___ Testo di partenza
Intervista a Claudia Corrent curatrice e fotografa della mostra fotografica “Artigianato in due tempi”, in esposizione al Centro Trevi fino al 30 ottobre.

Violeta Nevenova, © Claudia Corrent
Tecniche antiche ed innovazione contemporanea, patrimoni di saggezza e tradizione, ma anche identità professionali senza tempo. Sono alcune delle caratteristiche e competenze più peculiari dell’artigianato d’eccellenza, ma sono anche esperienze distintive forti che segnano storie di vita e mondi creativi unici, che meritano di essere raccontati e celebrati, documentati e condivisi.
E mostrare questi mondi ad un pubblico più ampio possibile è forse un po' anche l’anima che sta dietro alla mostra fotografica L’artigianato in due tempi, curata da Claudia Corrent – in esposizione al Centro Trevi di Bolzano fino al 30 Ottobre - e che racconta il lavoro di artigiani del nostro territorio, intrecciando memoria e contemporaneità. Il progetto nasce infatti in dialogo con una serie di ricerche di alcuni anni fa ed in particolare con la mostra Il tempo dell’uomo. Mestieri che vanno scomparendo, che presentava al pubblico un significativo reportage fotografico di Alexandra Schileo, realizzato nel 1998, su commissione della Ripartizione Cultura italiana, con l’obiettivo di documentare l’artigianato tradizionale locale.
______
> Consegna scritta
Nel testo di partenza, chi è l'autrice del reportage fotografico del 1998 presentato nella mostra Il tempo dell'uomo. Mestieri che vanno scomparendo? Basati unicamente sul testo di partenza, senza ricorrere ad altre fonti.
___ Materiale fornito
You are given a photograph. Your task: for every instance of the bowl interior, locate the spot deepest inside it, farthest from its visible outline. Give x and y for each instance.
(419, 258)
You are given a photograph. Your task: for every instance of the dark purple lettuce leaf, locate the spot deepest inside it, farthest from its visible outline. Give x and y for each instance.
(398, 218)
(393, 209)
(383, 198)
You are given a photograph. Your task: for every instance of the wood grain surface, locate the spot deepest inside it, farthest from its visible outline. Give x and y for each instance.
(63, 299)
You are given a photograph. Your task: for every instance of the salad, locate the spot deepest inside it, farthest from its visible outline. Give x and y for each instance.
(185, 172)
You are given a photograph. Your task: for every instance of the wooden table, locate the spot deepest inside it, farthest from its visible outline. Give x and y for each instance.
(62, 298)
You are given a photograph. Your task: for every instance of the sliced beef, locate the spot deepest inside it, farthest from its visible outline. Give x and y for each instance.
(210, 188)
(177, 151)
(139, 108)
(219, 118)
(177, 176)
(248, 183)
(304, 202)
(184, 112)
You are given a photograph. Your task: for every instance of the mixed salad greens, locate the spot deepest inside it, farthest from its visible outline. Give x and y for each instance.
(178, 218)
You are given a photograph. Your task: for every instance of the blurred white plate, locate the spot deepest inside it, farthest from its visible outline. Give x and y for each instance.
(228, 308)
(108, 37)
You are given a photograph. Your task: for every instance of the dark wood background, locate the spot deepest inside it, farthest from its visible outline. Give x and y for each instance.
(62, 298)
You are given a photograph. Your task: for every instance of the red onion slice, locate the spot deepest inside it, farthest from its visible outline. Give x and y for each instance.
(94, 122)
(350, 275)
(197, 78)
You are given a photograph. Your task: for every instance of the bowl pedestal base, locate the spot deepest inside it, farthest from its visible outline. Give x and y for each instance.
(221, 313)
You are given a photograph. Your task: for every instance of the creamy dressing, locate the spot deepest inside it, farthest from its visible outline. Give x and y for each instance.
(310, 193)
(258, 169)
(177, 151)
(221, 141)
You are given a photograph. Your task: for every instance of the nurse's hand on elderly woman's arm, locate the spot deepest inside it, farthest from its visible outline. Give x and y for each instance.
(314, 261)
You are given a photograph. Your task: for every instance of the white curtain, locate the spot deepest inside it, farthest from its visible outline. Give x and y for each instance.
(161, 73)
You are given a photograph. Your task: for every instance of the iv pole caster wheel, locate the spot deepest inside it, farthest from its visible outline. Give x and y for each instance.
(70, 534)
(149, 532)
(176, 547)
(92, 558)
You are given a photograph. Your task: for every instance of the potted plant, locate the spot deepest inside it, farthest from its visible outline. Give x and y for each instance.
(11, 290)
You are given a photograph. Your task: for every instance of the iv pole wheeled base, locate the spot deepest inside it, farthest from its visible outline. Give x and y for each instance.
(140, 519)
______
> Risposta completa
Alexandra Schileo.